**Task to complete:** Please return every line of the rows below that contains the string "same", matching case exactly.

**Entries provided:**

-- START --

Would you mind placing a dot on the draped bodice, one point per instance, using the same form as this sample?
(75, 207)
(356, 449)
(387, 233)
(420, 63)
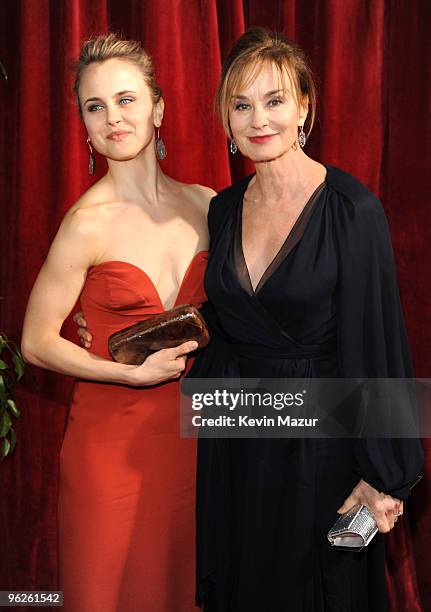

-- END --

**Written response:**
Would you mind placing a dot on the draped bodice, one point per instance, using the same form as this sample?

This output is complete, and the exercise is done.